Ziel der Aufgabe:
Ändere im Text über die Band Tocotronic die Stelle, die mit „Wer über Musik“ beginnt und mit „oft angehört hatte.“ endet, indem du „Polaroid“ durch „Foto“ ersetzt. Gib diese Stelle danach vollständig wieder.

Textabschnitt:
====

Wer über Musik schreibt, ist immer auch Fan. In manchen Fällen ist er Fan dessen, worüber er schreibt. Tocotronic lernte ich kennen, als ihr Album Digital Ist Besser 1995 in den Jahreslisten vieler Musikmagazine weit oben stand. „Welch ein Titel!“, dachte ich, „aber ich interessiere mich nicht für Techno.“ Später sah ich die CD im Laden. Mit diesem verwackelten Polaroid vorne drauf, das war mir klar, machen die niemals Technomusik. Zum Fan wurde ich erst, als ich mir die Platte sehr oft angehört hatte.

Es hat mir lange Zeit große Freude bereitet, Tocotronic bei ihren Abgrenzungsversuchen zu beobachten. Wie sie immer bemüht waren, Erwartungen nicht zu erfüllen. In Interviews hofft man auf druckreifes Schlagwortgeplapper, den Fragenden wird es meist verweigert. Rezensenten neigen zur Überinterpretation und finden auf ihrer philosophischen Spurensuche einen ganzen Haufen semantischer Querverweise in von Lowtzows Texten. Bei der letzten Platte Pure Vernunft Darf Niemals Siegen erkannten plötzlich alle den Einfluss Theodor W. Adornos. Diesmal erfreut man sich, begriffen zu haben, dass hinter den Stücken des Albums ein Konzept steht. Wahnsinn.

====

Gespeicherte Einträge:
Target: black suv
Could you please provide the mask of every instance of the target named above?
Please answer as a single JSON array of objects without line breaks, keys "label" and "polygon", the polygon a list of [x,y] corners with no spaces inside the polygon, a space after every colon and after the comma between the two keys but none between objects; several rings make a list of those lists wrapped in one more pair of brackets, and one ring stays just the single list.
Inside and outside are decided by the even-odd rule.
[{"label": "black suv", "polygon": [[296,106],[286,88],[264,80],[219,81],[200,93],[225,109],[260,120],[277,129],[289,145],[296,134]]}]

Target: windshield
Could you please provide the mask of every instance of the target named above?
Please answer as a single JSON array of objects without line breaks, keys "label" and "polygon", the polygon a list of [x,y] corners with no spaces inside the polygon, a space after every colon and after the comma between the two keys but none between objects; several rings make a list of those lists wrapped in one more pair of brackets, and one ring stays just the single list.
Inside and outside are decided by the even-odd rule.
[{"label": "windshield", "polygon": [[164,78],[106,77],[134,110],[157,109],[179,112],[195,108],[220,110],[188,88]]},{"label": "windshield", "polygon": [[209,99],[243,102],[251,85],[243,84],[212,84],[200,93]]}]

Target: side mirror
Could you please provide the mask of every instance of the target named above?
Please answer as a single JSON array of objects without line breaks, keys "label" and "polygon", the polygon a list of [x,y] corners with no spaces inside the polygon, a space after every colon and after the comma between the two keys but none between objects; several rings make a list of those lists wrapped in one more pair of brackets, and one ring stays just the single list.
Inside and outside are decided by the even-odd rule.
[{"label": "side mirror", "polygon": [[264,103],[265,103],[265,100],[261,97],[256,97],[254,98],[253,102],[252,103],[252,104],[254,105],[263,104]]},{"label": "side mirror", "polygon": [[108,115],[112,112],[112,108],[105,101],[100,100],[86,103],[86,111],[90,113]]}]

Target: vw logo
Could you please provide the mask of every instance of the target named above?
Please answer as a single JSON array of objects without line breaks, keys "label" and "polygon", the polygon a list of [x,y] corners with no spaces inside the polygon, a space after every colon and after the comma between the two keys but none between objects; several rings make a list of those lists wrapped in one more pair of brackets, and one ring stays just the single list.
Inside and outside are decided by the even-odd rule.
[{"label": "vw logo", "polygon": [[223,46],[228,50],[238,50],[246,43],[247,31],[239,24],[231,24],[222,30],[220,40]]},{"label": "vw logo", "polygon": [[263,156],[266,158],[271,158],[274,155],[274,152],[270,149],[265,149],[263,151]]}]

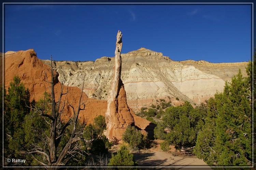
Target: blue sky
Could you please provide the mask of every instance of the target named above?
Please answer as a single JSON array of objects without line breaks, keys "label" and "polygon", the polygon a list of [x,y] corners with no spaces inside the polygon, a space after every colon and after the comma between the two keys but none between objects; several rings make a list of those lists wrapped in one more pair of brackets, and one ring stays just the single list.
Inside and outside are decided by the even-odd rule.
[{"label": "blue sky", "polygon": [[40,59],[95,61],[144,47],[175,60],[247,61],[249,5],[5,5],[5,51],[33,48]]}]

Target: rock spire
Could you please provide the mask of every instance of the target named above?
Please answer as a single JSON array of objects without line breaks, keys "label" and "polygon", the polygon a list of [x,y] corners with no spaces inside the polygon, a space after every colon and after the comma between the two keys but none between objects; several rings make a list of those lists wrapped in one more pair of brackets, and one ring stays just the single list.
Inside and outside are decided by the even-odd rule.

====

Die Antwort:
Wer über Musik schreibt, ist immer auch Fan. In manchen Fällen ist er Fan dessen, worüber er schreibt. Tocotronic lernte ich kennen, als ihr Album Digital Ist Besser 1995 in den Jahreslisten vieler Musikmagazine weit oben stand. „Welch ein Titel!“, dachte ich, „aber ich interessiere mich nicht für Techno.“ Später sah ich die CD im Laden. Mit diesem verwackelten Foto vorne drauf, das war mir klar, machen die niemals Technomusik. Zum Fan wurde ich erst, als ich mir die Platte sehr oft angehört hatte.